## [Material]
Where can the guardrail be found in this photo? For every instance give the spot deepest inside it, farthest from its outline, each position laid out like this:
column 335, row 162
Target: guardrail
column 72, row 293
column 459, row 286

## [Exercise requirements]
Copy out every one of the entries above line for line, with no changes.

## [Reply to the exercise]
Where can the guardrail be found in this photo? For every instance give the spot deepest inside it, farthest from its outline, each position laid out like this:
column 335, row 162
Target: guardrail
column 72, row 293
column 459, row 286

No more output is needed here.